Extract provided
══════


    Julie

  • Gosh Julie , I know exactly how you feel , and to be honest , I have always felt a little uncomfortable going to the loo in a public place or with family before my diagnosis !!! 
    At the moment , I have to lie down for 10 mins after using the loo and I’m still hoping to get to south of France in 2 weeks to be with family , although it’s probably unlikely ..

    take care 

    Chrissie xx

  • Yes, it's really difficult and kind of embarrassing, and I found that on the occassions I did try to explain, people were then embarrassed for me and didn't quite know how to handle it. They all knew exactly what I meant - everyone has had loo issues at some point in life, but I felt it was such an unglamourous and slightly humiliating thing to have to discuss with others, and to explain it really does just require a bit of privacy to let us get on with it.

    I think it is absolutely ok for you to explain that you need your own loo for now, and if that means going home at the end of the evening or staying in a B&B, that's what you will do. They would feel the same - most humans like a bit of privacy to do this stuff.

    For those in my circle who didn't seem to get it, I have said to them (joking, not joking) 'Use your imagination!' 

    All the best Julie

  • Oh Julie

    I hear you!  Sometimes you just have to share with people the difficulties you have as unless they know, they think that everything is hunky dory and your life is back to normal.  Of course we all know that that isn't necessarily the case.  When I stayed with my daughter whilst my husband was away the whole family knew they had to vacate the bathrooms immediately if I needed to go.  But I still fretted thinking what if they just can't?  By then it would be too late for me!

══════

Record extracts

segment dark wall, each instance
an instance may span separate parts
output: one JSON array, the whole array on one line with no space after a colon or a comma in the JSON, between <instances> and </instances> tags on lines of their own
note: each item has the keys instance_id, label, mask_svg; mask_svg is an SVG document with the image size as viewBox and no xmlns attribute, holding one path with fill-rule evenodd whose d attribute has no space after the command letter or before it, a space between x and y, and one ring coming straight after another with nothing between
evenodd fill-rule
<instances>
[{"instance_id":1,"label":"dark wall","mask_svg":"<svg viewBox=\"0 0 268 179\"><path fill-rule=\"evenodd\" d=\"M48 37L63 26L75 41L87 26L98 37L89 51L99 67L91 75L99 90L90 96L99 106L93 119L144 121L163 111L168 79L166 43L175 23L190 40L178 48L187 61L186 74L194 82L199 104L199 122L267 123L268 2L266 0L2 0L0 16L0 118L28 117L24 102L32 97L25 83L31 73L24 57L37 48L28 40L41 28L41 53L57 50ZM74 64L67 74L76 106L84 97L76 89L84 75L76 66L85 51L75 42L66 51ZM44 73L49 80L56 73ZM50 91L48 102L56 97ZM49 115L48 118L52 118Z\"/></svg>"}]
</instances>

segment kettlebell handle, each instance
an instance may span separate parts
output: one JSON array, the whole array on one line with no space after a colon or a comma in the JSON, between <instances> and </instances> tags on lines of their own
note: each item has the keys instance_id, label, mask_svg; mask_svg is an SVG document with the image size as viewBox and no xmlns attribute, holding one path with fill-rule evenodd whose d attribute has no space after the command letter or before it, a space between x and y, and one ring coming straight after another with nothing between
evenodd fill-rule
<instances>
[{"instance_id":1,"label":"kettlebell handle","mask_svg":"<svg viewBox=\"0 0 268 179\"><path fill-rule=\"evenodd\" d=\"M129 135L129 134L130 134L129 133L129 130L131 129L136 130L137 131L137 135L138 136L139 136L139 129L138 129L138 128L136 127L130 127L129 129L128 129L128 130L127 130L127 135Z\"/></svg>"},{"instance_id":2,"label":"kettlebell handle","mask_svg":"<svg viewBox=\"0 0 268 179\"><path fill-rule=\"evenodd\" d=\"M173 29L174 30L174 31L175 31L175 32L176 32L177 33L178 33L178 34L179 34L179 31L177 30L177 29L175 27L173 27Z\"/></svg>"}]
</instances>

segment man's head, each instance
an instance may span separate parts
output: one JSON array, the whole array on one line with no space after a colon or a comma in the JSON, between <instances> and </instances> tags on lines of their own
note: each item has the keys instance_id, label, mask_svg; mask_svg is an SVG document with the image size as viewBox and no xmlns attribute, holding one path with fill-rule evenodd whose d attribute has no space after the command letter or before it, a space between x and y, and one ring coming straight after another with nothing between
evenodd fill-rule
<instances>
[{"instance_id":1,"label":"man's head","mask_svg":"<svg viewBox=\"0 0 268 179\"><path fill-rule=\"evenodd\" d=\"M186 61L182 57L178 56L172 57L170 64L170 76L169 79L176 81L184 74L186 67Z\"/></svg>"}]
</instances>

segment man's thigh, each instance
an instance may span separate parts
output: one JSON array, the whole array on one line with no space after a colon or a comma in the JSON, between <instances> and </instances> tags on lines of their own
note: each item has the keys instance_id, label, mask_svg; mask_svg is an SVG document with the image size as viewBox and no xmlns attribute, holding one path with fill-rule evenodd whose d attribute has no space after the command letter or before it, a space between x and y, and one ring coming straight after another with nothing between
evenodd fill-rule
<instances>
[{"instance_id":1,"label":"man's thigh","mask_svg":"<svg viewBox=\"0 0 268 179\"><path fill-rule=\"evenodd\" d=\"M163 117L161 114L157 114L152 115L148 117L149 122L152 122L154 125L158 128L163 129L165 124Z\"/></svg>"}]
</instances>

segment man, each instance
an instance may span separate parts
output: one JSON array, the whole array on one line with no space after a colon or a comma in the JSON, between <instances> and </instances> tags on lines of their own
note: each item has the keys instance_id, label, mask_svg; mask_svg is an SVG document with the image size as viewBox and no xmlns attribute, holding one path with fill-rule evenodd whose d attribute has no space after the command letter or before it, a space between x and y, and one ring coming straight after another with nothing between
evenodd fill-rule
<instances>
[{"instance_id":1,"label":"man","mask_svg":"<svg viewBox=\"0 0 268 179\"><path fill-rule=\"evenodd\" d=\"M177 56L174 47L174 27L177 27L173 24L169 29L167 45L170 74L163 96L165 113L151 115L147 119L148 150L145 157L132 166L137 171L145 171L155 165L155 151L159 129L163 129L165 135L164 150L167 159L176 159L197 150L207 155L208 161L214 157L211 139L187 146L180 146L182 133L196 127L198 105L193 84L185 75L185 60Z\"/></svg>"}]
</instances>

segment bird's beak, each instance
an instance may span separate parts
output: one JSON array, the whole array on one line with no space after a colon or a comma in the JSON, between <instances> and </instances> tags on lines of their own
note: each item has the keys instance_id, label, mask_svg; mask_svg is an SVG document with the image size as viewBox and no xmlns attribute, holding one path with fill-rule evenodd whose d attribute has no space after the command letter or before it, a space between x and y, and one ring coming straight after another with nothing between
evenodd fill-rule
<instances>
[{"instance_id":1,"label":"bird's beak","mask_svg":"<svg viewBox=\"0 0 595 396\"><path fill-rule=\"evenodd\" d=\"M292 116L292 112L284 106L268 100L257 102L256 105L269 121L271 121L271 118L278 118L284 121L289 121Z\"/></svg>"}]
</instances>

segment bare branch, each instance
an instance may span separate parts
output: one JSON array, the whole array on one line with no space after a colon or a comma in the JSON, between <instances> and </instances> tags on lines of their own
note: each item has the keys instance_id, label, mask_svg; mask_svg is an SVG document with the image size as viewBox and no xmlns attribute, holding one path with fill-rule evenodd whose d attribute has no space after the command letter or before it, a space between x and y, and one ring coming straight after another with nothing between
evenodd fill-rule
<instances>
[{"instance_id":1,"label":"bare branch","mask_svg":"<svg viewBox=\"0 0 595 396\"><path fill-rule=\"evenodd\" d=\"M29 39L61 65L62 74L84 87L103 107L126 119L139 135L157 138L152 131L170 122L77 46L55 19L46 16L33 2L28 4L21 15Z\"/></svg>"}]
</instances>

══════

What this exercise asks
**A.** In the forum replies to Julie, where does Chrissie hope to travel in two weeks?
**B.** Quote the stretch of the forum replies to Julie from "All the best" through "late for me!".

Answers
**A.** To the south of France, to be with family.

**B.**
All the best Julie

  • Oh Julie

    I hear you!  Sometimes you just have to share with people the difficulties you have as unless they know, they think that everything is hunky dory and your life is back to normal.  Of course we all know that that isn't necessarily the case.  When I stayed with my daughter whilst my husband was away the whole family knew they had to vacate the bathrooms immediately if I needed to go.  But I still fretted thinking what if they just can't?  By then it would be too late for me!